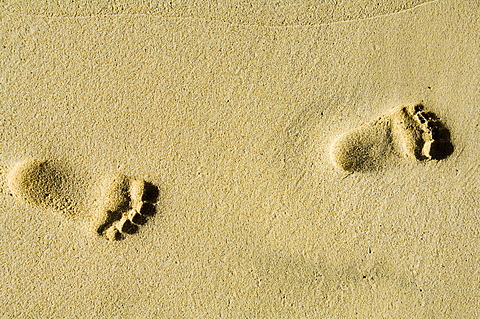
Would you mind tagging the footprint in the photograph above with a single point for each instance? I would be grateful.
(119, 206)
(409, 131)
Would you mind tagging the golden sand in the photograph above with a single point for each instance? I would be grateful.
(256, 160)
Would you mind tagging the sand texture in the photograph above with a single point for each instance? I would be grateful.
(248, 159)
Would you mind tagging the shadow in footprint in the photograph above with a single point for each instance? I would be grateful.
(118, 209)
(409, 131)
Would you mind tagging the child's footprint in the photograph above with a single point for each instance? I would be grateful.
(406, 130)
(119, 206)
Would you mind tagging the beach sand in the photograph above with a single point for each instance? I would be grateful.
(286, 187)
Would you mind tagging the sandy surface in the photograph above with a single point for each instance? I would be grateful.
(231, 111)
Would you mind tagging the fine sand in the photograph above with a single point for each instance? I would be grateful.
(240, 159)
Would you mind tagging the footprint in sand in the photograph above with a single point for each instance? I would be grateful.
(409, 131)
(115, 208)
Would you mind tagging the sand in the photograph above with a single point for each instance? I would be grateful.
(286, 187)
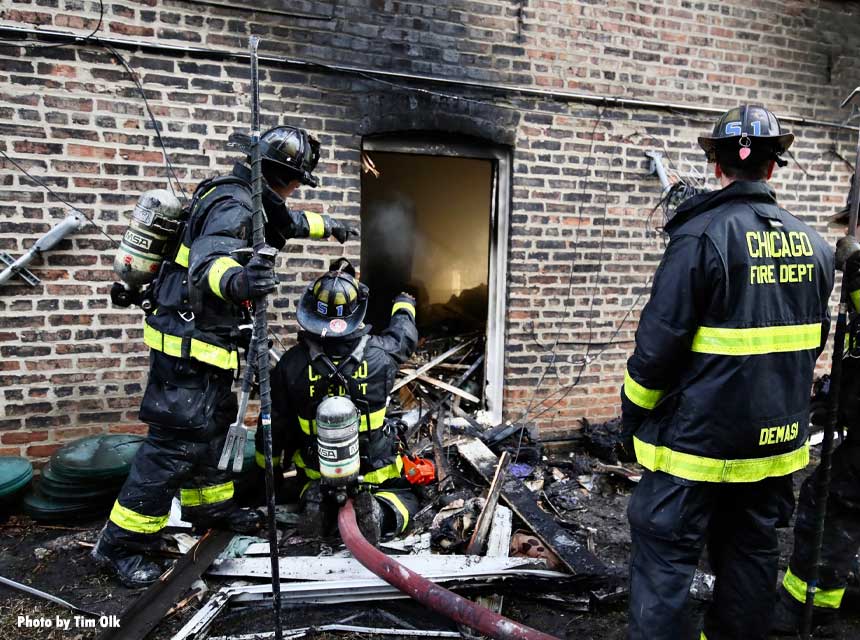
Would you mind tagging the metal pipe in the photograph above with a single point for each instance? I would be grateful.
(221, 54)
(426, 592)
(57, 233)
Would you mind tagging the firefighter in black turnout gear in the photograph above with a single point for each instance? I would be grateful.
(336, 347)
(715, 401)
(199, 301)
(841, 541)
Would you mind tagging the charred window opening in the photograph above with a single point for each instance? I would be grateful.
(435, 225)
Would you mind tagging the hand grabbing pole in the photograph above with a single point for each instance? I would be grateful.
(261, 333)
(822, 487)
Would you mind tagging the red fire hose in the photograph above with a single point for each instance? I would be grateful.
(426, 592)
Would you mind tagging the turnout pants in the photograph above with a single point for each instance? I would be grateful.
(671, 521)
(841, 531)
(189, 407)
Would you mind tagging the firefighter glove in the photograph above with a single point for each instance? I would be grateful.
(342, 231)
(624, 449)
(256, 279)
(405, 297)
(122, 296)
(848, 254)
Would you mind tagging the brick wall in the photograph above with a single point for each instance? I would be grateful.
(72, 365)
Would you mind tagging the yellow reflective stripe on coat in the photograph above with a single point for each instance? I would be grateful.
(300, 463)
(377, 419)
(855, 299)
(394, 501)
(260, 459)
(824, 598)
(408, 306)
(316, 224)
(757, 340)
(172, 346)
(388, 472)
(203, 496)
(702, 469)
(639, 395)
(217, 271)
(182, 256)
(137, 522)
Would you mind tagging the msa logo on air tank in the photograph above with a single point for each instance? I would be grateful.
(769, 245)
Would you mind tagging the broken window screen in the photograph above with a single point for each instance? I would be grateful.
(426, 229)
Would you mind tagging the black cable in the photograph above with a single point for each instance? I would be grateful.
(168, 164)
(42, 47)
(58, 197)
(169, 170)
(845, 161)
(566, 390)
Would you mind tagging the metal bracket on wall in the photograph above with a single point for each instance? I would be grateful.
(25, 274)
(57, 233)
(658, 168)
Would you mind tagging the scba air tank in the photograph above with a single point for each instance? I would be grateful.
(337, 441)
(155, 224)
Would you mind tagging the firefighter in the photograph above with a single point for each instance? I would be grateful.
(198, 303)
(842, 524)
(715, 402)
(336, 347)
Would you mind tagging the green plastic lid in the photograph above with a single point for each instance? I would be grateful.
(46, 509)
(15, 473)
(96, 456)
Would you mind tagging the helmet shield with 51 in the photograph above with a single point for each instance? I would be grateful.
(746, 127)
(334, 305)
(289, 153)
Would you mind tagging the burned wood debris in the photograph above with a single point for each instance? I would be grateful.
(506, 518)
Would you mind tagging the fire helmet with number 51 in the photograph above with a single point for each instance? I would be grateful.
(747, 127)
(335, 304)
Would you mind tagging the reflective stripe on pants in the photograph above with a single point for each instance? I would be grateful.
(702, 469)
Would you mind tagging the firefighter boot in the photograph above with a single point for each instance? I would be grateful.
(368, 513)
(788, 616)
(132, 569)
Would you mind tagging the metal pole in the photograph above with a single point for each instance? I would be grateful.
(822, 487)
(261, 334)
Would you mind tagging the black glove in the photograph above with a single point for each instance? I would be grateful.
(847, 253)
(256, 279)
(342, 231)
(624, 449)
(121, 296)
(405, 297)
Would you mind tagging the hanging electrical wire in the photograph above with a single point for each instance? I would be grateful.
(41, 47)
(57, 197)
(169, 166)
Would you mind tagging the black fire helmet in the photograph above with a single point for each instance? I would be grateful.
(289, 153)
(745, 127)
(335, 304)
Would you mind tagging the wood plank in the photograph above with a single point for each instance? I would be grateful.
(572, 553)
(498, 546)
(144, 614)
(485, 518)
(336, 569)
(450, 388)
(437, 360)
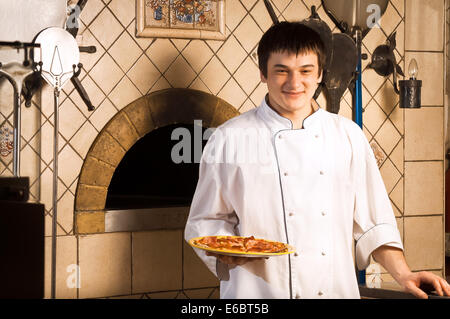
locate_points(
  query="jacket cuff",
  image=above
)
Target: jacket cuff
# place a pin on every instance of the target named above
(377, 236)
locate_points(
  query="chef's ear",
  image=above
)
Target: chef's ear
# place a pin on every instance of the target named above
(263, 78)
(319, 79)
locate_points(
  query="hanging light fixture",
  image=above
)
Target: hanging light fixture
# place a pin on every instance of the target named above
(383, 62)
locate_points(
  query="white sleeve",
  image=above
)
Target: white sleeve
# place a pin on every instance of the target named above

## Task objective
Please set down the whole listing above exactly and skip every picture.

## Completed exercise
Would you mind tagging the footprint in the photograph above with a single point for each instance? I would be grateful.
(119, 206)
(409, 131)
Would you mind tagging the golden sand in the photograph above with a single point for each instance? I would be grateful.
(256, 160)
Would you mind tagging the sand texture in the photograph above with a single point for each instance? I would be grateful.
(248, 159)
Would you mind tagging the shadow in footprint in the photograph above with a single point for each instance? I would be grateful.
(118, 209)
(409, 131)
Would you mind tagging the child's footprint in the photograph above with a single point for each instance? I would be grateful.
(406, 130)
(119, 206)
Would you mind tagging the beach sand in the photograph above with a single point for each instance? I would be grateful.
(286, 187)
Would you mind tagging the sandy surface in the photograph above with a single point for each instance? I would be grateful.
(231, 111)
Would you mind tagging the fine sand in the photograph above with a single point for each instance? I would be grateful.
(240, 159)
Would you mind tagging the footprint in sand in the photograph above with a single point for each instance? I would be grateful.
(409, 131)
(115, 208)
Would you mind tagging the sand in the photograph above with a single point for each instance? I would be grateful.
(286, 187)
Would you mind tagging the metal pipe in the photograph above with a single point for each instance? I would be grateful.
(221, 54)
(426, 592)
(57, 233)
Would you mind tagging the firefighter in black turnout gear in the photograph above with a single point for each instance? I would be grateful.
(336, 347)
(715, 401)
(199, 301)
(841, 541)
Would you mind tagging the charred window opening in the photograph above with a single point for each instance? I would be grateful.
(435, 225)
Would you mind tagging the hand grabbing pole in the photograph above with a single point for each instance? I would be grateful.
(261, 333)
(822, 487)
Would you mind tagging the red fire hose in the photograph above with a single point for each instance? I would be grateful.
(426, 592)
Would you mind tagging the turnout pants in the photograph above with a single point for each instance? I would be grateful.
(671, 521)
(841, 531)
(189, 407)
Would you mind tagging the firefighter glove in the photograph above with a single point for each instance? I would be grateful.
(342, 231)
(624, 449)
(256, 279)
(405, 297)
(122, 296)
(848, 254)
Would you mind tagging the brick wall in the photograph above with a single point for each instance? I would be grateful.
(72, 365)
Would you mind tagging the yellow reflective stripe on coat in the photograph above with a single point for each instance? I would be grateful.
(300, 463)
(377, 419)
(855, 299)
(394, 501)
(260, 459)
(824, 598)
(408, 306)
(316, 224)
(757, 340)
(172, 346)
(388, 472)
(203, 496)
(702, 469)
(639, 395)
(217, 271)
(182, 256)
(137, 522)
Would you mind tagging the msa logo on air tank in the photograph above with a single point for each instance? I would be grateful.
(769, 245)
Would you mind tagging the broken window screen in the photograph above with a single point for each instance? I would be grateful.
(426, 229)
Would you mind tagging the black cable in the photograph above with a single point for each instance? I would be grateful.
(168, 164)
(42, 47)
(58, 197)
(169, 170)
(845, 161)
(566, 390)
Would you mind tagging the metal bracket on wall in the photograph above with a single point for each instance? I would be grateful.
(25, 274)
(57, 233)
(658, 168)
Would you mind tagging the scba air tank in the photograph above with a single point for each instance? I would be grateful.
(337, 441)
(155, 224)
Would you mind tagging the firefighter in the photograph above with a single point for each instance? I would be grateful.
(198, 303)
(842, 524)
(715, 402)
(336, 347)
Would you mind tagging the green plastic lid in the photograph above with a single point for each instance? I would be grateful.
(46, 509)
(15, 473)
(96, 456)
Would you mind tagging the helmet shield with 51 in the photograph above with a single point for each instance? I would be grateful.
(746, 127)
(334, 305)
(289, 153)
Would you mind tagging the burned wood debris in the photograph above with a single point for each instance? I would be grateful.
(506, 518)
Would you mind tagging the fire helmet with number 51 in the photograph above with a single point for each instance? I would be grateful.
(747, 127)
(335, 304)
Would you mind tagging the reflective stripe on pants in the photograph above with a single point for each instance? I would be grateful.
(702, 469)
Would you mind tagging the firefighter boot in the photograph above with a single point for each instance? I would be grateful.
(368, 513)
(788, 616)
(132, 569)
Would you mind tagging the metal pole in the photograph above with a single point for each instance? I would be grateful.
(822, 487)
(261, 334)
Would you mind tagging the black glove in the photograph above with a single point for each instance? I would be grateful.
(847, 253)
(256, 279)
(342, 231)
(624, 449)
(121, 296)
(405, 297)
Would you mind tagging the hanging electrical wire in the photograph above with a single point for each instance? I would be grateful.
(41, 47)
(57, 197)
(169, 166)
Would you mind tagging the black fire helmet in the photograph above with a single point for each instance? I would be grateful.
(289, 153)
(745, 127)
(335, 304)
Would you mind tagging the wood plank in the photograph above with a single point for each instance? I would be grateful.
(572, 553)
(498, 546)
(144, 614)
(485, 518)
(336, 569)
(450, 388)
(437, 360)
locate_points(
  query="jacket cuff",
  image=above
)
Target: jacket cuff
# place a pin on every instance of the target named above
(377, 236)
locate_points(
  query="chef's ear",
  image=above
)
Target: chef's ear
# place a pin on every instance of the target named above
(263, 78)
(319, 79)
locate_points(
  query="hanging light fixture",
  image=above
)
Target: hanging light fixture
# place a pin on every instance of the target named above
(383, 62)
locate_points(
  query="white sleeve",
  image=above
)
Target: white sleeve
# place a pin on every instance of the target named above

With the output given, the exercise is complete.